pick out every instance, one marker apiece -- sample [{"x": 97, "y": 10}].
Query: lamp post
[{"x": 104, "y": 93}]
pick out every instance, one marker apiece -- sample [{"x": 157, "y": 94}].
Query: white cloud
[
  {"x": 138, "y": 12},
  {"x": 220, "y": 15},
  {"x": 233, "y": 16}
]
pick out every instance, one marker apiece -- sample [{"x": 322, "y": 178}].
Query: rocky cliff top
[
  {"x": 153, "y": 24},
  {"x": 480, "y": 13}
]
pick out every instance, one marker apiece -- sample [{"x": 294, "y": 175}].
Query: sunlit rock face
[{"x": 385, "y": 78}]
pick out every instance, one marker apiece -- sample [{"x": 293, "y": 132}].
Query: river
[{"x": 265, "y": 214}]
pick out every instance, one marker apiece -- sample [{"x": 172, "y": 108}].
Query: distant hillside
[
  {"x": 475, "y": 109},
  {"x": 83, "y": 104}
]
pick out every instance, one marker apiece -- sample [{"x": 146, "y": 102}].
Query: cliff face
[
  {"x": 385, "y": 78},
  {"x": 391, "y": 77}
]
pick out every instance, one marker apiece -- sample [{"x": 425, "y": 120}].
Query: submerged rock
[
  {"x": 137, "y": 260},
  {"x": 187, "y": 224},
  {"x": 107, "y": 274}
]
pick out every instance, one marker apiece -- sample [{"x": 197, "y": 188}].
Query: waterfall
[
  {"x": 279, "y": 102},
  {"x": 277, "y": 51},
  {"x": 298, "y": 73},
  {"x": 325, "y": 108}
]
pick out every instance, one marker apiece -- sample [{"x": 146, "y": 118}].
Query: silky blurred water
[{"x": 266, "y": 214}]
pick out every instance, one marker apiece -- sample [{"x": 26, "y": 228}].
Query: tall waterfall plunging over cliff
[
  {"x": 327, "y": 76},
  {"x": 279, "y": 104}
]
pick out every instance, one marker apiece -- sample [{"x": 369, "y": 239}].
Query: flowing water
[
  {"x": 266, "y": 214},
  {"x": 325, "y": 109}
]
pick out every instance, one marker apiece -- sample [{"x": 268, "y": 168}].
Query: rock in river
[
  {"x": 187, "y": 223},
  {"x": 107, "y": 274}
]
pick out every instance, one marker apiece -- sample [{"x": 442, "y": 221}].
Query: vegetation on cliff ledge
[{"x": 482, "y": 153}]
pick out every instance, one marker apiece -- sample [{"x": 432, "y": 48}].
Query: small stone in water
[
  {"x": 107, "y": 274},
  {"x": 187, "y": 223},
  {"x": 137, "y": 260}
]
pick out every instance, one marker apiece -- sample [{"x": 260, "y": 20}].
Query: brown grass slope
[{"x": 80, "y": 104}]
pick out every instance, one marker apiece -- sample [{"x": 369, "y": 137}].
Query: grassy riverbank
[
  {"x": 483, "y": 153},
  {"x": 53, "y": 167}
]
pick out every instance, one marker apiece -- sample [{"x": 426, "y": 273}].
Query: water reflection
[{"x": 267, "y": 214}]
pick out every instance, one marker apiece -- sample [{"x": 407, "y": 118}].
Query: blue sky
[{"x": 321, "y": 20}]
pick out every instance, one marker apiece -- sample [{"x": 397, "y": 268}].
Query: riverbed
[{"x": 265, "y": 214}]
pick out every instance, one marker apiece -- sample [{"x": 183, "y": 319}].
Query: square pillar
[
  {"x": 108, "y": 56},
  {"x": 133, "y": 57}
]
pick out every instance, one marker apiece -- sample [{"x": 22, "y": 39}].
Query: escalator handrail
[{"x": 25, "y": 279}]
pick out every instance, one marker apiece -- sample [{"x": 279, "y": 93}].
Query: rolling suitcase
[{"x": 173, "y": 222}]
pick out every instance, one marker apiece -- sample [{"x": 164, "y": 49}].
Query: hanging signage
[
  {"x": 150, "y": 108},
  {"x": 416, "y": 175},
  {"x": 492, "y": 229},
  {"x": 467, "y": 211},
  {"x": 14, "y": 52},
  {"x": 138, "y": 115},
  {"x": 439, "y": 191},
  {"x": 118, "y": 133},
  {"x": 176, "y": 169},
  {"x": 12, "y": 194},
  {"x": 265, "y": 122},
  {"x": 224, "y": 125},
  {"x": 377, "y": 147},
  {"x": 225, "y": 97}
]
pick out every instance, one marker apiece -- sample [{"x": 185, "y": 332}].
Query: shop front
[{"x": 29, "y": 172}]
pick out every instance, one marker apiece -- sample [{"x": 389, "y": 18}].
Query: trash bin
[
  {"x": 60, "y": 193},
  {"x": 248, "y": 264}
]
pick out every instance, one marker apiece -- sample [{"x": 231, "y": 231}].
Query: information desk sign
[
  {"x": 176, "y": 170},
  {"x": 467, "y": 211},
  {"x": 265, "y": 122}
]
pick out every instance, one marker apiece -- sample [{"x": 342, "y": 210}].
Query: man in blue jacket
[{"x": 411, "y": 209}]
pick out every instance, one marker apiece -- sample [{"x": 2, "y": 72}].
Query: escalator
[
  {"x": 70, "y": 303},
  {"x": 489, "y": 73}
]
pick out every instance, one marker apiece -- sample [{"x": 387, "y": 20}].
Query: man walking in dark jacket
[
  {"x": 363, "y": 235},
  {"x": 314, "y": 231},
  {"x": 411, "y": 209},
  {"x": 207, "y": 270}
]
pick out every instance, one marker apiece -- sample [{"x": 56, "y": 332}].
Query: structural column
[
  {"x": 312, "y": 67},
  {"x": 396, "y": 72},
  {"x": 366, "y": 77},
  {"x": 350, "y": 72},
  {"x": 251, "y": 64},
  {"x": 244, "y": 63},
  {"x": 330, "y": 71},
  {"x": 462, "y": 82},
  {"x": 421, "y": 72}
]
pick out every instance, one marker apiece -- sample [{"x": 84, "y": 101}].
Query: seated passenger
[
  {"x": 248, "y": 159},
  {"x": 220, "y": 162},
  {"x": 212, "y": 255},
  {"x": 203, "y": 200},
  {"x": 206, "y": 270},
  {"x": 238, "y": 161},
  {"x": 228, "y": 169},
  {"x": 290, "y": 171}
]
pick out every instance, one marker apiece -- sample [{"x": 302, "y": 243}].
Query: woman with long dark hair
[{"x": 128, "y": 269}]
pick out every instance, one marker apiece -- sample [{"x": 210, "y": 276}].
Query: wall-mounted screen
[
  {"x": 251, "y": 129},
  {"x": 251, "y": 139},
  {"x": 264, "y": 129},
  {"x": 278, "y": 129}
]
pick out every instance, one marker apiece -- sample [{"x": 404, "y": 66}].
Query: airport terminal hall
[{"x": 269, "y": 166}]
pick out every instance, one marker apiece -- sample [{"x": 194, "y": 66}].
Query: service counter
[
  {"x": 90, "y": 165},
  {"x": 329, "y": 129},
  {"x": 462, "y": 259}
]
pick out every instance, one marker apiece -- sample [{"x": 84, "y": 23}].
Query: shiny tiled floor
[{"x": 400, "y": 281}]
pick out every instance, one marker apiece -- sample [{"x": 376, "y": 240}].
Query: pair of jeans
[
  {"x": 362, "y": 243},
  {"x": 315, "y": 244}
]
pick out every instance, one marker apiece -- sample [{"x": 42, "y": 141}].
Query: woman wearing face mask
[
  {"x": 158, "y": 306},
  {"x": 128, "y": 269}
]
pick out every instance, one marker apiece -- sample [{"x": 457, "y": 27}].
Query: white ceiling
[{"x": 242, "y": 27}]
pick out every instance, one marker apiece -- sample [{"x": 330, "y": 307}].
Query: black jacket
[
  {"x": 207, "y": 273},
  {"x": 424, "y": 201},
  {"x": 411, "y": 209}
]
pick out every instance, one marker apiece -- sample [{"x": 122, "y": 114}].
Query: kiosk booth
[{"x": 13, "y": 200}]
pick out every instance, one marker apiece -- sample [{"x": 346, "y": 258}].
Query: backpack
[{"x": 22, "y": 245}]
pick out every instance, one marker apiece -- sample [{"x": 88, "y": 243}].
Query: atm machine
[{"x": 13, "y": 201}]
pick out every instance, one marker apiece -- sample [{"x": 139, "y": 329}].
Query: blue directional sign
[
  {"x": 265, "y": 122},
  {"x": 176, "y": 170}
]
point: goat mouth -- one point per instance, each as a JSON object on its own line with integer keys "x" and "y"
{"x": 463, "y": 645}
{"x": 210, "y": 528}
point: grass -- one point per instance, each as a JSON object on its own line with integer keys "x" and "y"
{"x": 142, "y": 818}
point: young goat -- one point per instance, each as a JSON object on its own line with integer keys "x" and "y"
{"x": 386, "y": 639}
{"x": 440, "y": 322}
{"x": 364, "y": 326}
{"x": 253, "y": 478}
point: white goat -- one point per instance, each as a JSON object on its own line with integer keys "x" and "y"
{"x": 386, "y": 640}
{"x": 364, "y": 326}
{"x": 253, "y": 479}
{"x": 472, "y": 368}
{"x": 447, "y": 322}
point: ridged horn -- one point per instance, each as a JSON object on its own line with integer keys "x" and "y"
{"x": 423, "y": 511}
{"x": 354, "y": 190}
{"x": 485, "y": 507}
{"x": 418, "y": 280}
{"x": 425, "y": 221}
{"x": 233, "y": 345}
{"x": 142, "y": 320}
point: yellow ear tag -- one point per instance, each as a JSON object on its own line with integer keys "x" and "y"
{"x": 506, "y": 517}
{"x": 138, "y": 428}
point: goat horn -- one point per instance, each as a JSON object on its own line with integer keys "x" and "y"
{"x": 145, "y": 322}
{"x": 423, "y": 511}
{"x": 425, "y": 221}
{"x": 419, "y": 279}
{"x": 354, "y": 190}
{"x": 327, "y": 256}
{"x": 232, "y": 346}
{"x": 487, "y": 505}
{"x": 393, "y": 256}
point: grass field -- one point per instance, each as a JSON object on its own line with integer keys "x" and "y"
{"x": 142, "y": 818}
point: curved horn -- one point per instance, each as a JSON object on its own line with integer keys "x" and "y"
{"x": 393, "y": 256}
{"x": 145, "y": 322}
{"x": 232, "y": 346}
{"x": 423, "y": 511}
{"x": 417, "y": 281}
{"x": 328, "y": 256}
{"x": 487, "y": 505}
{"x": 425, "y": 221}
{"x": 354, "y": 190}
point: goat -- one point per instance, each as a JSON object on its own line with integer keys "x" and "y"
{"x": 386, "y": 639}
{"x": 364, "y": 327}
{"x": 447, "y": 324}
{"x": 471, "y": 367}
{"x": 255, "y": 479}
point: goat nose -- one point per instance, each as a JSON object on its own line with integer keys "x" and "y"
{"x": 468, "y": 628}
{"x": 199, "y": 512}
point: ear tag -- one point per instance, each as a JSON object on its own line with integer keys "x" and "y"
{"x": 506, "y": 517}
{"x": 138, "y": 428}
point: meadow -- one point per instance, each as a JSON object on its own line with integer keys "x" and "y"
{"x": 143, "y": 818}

|---|

What the exercise asks – When the line containing "point: goat horn" is found in the records above, restate it and every later line word for word through the last one, and nothing more.

Response box –
point: goat horn -- one point per instance, each as a JSON object on its own line with integer keys "x" and "y"
{"x": 145, "y": 322}
{"x": 423, "y": 511}
{"x": 425, "y": 221}
{"x": 419, "y": 279}
{"x": 354, "y": 190}
{"x": 327, "y": 256}
{"x": 232, "y": 346}
{"x": 487, "y": 505}
{"x": 393, "y": 256}
point: grass field -- one point per instance, each as a JSON object on its own line with integer keys "x" and "y"
{"x": 142, "y": 818}
point: curved horn -- one point per instance, each as a JSON object on its own line with integer keys "x" and "y"
{"x": 393, "y": 256}
{"x": 145, "y": 322}
{"x": 232, "y": 346}
{"x": 423, "y": 511}
{"x": 417, "y": 281}
{"x": 328, "y": 256}
{"x": 487, "y": 505}
{"x": 425, "y": 221}
{"x": 354, "y": 190}
point: goat -- one point per instance, each as a JSON object on its own line with integer keys "x" and "y"
{"x": 386, "y": 639}
{"x": 364, "y": 327}
{"x": 447, "y": 324}
{"x": 471, "y": 367}
{"x": 255, "y": 479}
point: goat nose -- one point per instance, each as a JSON object on its own line with integer keys "x" and "y"
{"x": 468, "y": 628}
{"x": 199, "y": 512}
point: ear tag -- one point per instance, each as a JSON object on its own line with integer keys "x" and "y"
{"x": 506, "y": 517}
{"x": 138, "y": 428}
point: meadow -- one point per instance, each as a JSON object on its own line with integer keys "x" and "y"
{"x": 143, "y": 818}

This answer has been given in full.